[Stored dataset items]
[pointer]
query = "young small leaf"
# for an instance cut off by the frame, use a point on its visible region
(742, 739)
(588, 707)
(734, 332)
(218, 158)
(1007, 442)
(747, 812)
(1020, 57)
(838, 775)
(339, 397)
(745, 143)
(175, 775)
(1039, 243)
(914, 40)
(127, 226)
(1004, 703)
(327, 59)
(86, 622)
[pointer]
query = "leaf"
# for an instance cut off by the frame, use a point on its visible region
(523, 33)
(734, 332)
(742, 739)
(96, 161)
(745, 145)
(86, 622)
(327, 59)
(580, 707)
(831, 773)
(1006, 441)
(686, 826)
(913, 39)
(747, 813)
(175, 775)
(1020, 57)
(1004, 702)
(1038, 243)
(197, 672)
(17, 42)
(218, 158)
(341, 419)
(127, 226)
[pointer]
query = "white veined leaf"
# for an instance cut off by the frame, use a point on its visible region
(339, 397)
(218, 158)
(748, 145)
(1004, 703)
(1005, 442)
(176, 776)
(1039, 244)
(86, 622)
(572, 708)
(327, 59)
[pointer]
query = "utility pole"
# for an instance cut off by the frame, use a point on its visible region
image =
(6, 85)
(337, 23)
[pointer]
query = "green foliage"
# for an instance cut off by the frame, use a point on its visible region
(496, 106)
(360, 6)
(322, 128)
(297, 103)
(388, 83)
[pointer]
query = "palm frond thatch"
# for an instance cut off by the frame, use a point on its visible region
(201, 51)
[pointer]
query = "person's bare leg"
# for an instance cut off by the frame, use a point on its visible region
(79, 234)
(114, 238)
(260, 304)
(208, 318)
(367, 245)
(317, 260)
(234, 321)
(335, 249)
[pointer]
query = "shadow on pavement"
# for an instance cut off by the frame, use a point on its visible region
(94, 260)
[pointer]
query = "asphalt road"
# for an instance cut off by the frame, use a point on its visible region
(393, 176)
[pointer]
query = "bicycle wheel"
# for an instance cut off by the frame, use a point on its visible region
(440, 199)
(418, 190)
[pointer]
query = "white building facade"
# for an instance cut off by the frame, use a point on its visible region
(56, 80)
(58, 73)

TASK OBJECTIVE: Repeat the data verbatim.

EXERCISE OUTPUT:
[pointer]
query = "young small leaf"
# for an instance cut off by the frame, use a point on its visible region
(742, 739)
(588, 707)
(734, 332)
(218, 158)
(1007, 442)
(747, 812)
(1020, 57)
(838, 775)
(339, 397)
(745, 143)
(175, 775)
(1039, 243)
(914, 40)
(127, 226)
(1004, 703)
(327, 59)
(86, 622)
[pointer]
query = "leaf"
# for an instance cut off by the frame, use a point on its visible region
(523, 33)
(734, 332)
(742, 739)
(96, 161)
(745, 145)
(86, 622)
(327, 59)
(580, 707)
(831, 773)
(1006, 441)
(686, 826)
(913, 39)
(747, 813)
(175, 775)
(1020, 57)
(1004, 702)
(1038, 243)
(197, 672)
(17, 42)
(218, 158)
(341, 419)
(127, 226)
[pointer]
query = "white veined leaf"
# for an instance cut off by the frame, use a point on its visible region
(339, 397)
(218, 158)
(748, 145)
(1004, 703)
(1005, 442)
(176, 776)
(1039, 244)
(86, 622)
(572, 708)
(327, 59)
[pointer]
query = "utility pole"
# for an instance cut off by the frame, use a point on its visible region
image =
(6, 85)
(337, 23)
[pointer]
query = "green foliage"
# for an instance cut off by the frame, use a point on its visible region
(496, 106)
(360, 6)
(322, 128)
(297, 103)
(388, 83)
[pointer]
query = "palm frond thatch"
# for an instance cut off by the frame, use a point on its visible region
(201, 51)
[pointer]
query = "person's bare leg"
# for an instance cut off by the frame, use a point on its visible region
(79, 234)
(114, 238)
(260, 304)
(208, 318)
(367, 245)
(317, 260)
(234, 321)
(335, 249)
[pointer]
query = "shadow on pavement"
# for an instance cut off by the frame, use a point on its visible region
(94, 260)
[pointer]
query = "asphalt road"
# for an instance cut off by the frame, use a point on its visible region
(393, 176)
[pointer]
query = "bicycle wheel"
# for an instance cut off by the frame, use a point on its visible region
(440, 199)
(418, 190)
[pointer]
query = "white building facade"
# for an instance cut off by the frame, use a point on its visible region
(56, 80)
(58, 73)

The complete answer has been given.